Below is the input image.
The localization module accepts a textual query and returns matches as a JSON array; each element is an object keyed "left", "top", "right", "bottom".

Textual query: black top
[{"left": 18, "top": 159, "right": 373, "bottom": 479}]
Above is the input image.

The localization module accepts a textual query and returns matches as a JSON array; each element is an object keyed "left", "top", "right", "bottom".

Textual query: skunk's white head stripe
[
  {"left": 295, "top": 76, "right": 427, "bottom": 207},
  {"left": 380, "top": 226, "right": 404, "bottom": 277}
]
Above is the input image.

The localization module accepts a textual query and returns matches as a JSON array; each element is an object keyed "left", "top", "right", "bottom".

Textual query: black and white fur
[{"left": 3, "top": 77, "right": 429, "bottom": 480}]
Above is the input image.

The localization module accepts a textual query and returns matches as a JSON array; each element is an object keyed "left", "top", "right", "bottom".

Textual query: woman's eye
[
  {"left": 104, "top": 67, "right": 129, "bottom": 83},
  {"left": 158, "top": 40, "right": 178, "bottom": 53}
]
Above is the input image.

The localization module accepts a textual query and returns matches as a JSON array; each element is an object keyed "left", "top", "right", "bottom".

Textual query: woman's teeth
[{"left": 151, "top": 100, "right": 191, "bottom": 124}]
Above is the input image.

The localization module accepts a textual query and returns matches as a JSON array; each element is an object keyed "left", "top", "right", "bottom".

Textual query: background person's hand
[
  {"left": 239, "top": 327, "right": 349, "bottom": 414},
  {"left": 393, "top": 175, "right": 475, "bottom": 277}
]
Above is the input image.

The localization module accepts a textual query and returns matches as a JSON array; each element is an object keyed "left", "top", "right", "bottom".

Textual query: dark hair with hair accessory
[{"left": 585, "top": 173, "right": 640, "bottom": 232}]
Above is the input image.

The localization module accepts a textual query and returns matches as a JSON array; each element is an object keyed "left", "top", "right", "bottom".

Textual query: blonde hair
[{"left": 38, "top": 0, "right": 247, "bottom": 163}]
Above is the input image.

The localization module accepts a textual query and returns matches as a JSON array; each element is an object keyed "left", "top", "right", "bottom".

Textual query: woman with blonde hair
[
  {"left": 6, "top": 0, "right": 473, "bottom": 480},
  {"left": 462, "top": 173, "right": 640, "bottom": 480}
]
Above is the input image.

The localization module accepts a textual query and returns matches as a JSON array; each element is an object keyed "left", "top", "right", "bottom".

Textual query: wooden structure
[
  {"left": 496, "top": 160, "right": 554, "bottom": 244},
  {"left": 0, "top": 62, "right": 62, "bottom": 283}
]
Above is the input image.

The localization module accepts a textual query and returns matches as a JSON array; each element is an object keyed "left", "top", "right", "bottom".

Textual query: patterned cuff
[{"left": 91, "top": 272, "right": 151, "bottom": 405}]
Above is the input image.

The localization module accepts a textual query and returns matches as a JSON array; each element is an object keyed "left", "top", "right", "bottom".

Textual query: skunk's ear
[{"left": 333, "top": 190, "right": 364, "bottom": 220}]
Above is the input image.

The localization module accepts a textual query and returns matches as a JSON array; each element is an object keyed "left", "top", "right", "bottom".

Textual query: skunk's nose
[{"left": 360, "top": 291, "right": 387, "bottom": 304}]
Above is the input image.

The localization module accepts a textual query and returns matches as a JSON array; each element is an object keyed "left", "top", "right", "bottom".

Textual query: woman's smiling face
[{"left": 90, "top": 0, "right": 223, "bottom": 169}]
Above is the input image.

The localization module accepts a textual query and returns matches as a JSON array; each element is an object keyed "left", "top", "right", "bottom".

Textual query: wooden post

OBJECTIVE: Locate each line in the data above that contains the word "wooden" and copy those lines out.

TASK OUTPUT:
Textual query: wooden structure
Textual query: wooden post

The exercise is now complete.